> _PROBLEM TO SOLVE_:
Rewrite the items below, substituting "condensed SVG path data" for every occurrence of "compact SVG path data" and leaving everything else unchanged.

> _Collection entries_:
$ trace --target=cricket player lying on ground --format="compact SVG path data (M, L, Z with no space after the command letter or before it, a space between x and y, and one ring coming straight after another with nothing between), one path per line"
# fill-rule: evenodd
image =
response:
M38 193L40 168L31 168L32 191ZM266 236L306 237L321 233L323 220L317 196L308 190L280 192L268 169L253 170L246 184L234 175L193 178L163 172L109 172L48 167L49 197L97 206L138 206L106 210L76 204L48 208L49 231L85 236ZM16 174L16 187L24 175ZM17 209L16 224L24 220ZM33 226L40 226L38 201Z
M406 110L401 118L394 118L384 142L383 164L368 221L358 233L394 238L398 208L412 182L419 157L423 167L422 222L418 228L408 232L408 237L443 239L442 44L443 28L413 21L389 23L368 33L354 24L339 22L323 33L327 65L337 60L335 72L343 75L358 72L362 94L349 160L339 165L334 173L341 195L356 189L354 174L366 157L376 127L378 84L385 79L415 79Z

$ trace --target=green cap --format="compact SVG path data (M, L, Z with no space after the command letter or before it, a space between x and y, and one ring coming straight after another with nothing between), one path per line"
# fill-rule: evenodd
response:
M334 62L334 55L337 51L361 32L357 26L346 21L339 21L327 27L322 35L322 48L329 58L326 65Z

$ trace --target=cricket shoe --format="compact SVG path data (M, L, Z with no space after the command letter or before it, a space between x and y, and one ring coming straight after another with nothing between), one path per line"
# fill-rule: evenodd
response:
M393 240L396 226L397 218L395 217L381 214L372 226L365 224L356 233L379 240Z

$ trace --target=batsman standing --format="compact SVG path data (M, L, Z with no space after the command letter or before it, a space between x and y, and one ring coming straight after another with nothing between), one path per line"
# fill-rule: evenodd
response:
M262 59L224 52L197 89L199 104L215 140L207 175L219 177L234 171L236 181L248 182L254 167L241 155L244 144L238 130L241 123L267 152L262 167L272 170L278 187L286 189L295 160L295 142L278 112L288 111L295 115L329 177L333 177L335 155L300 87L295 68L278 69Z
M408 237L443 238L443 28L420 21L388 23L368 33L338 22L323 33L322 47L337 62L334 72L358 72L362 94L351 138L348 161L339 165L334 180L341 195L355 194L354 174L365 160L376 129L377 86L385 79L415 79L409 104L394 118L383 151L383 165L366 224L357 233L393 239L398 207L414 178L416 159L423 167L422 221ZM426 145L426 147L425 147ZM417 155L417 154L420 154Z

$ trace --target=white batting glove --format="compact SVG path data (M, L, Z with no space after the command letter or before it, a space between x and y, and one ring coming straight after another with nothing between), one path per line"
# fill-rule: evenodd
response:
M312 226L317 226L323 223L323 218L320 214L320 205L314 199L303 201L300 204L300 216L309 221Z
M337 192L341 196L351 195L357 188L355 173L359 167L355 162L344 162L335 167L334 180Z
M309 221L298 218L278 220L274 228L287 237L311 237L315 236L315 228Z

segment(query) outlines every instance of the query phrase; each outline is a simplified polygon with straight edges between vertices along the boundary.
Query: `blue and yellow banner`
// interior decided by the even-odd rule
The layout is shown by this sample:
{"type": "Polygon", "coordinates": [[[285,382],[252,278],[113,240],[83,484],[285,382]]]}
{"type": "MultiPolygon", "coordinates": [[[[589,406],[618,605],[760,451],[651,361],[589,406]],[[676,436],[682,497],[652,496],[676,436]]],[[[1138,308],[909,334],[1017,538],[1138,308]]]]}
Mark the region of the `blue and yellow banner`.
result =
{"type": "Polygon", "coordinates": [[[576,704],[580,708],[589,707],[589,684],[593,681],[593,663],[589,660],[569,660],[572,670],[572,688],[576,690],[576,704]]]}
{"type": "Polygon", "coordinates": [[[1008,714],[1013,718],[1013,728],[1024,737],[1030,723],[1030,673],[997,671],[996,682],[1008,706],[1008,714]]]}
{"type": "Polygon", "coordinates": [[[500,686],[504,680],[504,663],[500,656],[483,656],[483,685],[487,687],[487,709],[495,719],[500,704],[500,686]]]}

> _THE REPLY_:
$ trace --target=cricket player lying on ground --format="condensed SVG path data (M, L, Z with no space after the command letter or before it, a space between x and y, and one ring coming straight after another with nothing between), one path per line"
# fill-rule: evenodd
image =
response:
M38 193L40 168L31 168L32 191ZM266 236L306 237L321 233L323 220L317 196L308 190L280 192L268 169L253 170L246 184L234 175L193 178L163 172L109 172L48 167L49 197L97 206L138 206L106 210L76 204L48 208L49 231L85 236ZM16 174L16 187L24 175ZM17 209L16 224L24 220ZM33 226L40 226L38 201Z
M406 110L401 118L394 118L384 142L383 164L368 221L358 233L394 238L398 208L412 182L419 157L423 167L422 222L418 228L408 232L408 237L443 239L442 44L443 28L413 21L389 23L368 33L354 24L339 22L323 33L327 65L337 60L335 72L343 75L358 72L362 94L349 160L339 165L334 173L341 195L356 189L354 174L366 157L376 127L378 84L385 79L415 79Z

$ trace --target=green cap --format="condensed SVG path data (M, L, Z with no space after the command letter or before it, a space between x and y, and one ring coming straight after another with nothing between), one path per line"
# fill-rule: evenodd
response:
M334 62L334 55L337 51L361 32L357 26L346 21L339 21L327 27L322 35L322 48L329 58L326 65Z

$ trace --target=cricket shoe --format="condensed SVG path data (M, L, Z with no space after the command letter or before it, a space between x and y, and one ring coming straight after another with nothing between), one path per line"
# fill-rule: evenodd
response:
M393 240L396 226L397 218L395 217L381 214L372 226L365 224L356 233L379 240Z

$ trace --target=batsman standing --format="condensed SVG path data (M, L, Z with no space after the command letter or before it, a space between x and y, and one ring coming straight after another with nothing between), one path per line"
# fill-rule: evenodd
response:
M262 59L224 52L197 89L199 104L215 140L207 175L219 177L234 171L236 181L248 182L254 167L241 155L244 144L238 130L241 123L267 152L262 167L272 170L278 187L286 189L295 160L295 142L278 112L288 111L295 115L329 177L333 177L335 155L300 87L295 68L278 69Z
M408 237L443 238L443 28L420 21L388 23L368 33L338 22L323 33L322 47L337 62L334 72L358 72L362 94L351 138L348 161L339 165L334 180L341 195L355 194L354 174L365 160L376 129L377 86L385 79L415 79L409 104L394 118L383 151L383 165L366 224L357 233L393 239L398 207L414 178L416 159L423 167L422 221ZM426 145L426 147L425 147ZM417 155L417 154L420 154Z

$ trace --target=white batting glove --format="condensed SVG path data (M, L, Z with no space after the command letter or before it, a space between x and y, and one ring coming straight after another with nothing between), one path per line"
# fill-rule: evenodd
response:
M312 226L317 226L323 223L323 218L320 214L320 205L314 199L303 201L300 204L300 216L309 221Z
M337 192L341 196L351 195L357 188L355 173L359 167L355 162L344 162L335 167L334 180Z
M309 221L298 218L278 220L274 228L287 237L311 237L315 236L315 228Z

segment(query) outlines every instance of the query phrase; each outline is a simplified polygon with straight edges between vertices along the boundary.
Query: `blue and yellow banner`
// interior decided by the even-odd rule
The layout is shown by this sample:
{"type": "Polygon", "coordinates": [[[285,382],[252,278],[113,240],[83,484],[285,382]]]}
{"type": "MultiPolygon", "coordinates": [[[[589,406],[618,605],[760,451],[651,361],[589,406]],[[676,436],[682,497],[652,496],[676,436]]],[[[1138,308],[909,334],[1017,538],[1138,308]]]]}
Mark the region of the `blue and yellow banner`.
result =
{"type": "Polygon", "coordinates": [[[576,704],[580,708],[589,707],[589,684],[593,681],[593,663],[589,660],[569,660],[572,670],[572,688],[576,690],[576,704]]]}
{"type": "Polygon", "coordinates": [[[1008,714],[1013,718],[1013,728],[1024,737],[1030,723],[1030,673],[997,671],[996,682],[1008,706],[1008,714]]]}
{"type": "Polygon", "coordinates": [[[500,686],[504,680],[504,663],[500,656],[483,656],[483,685],[487,687],[487,709],[495,719],[500,704],[500,686]]]}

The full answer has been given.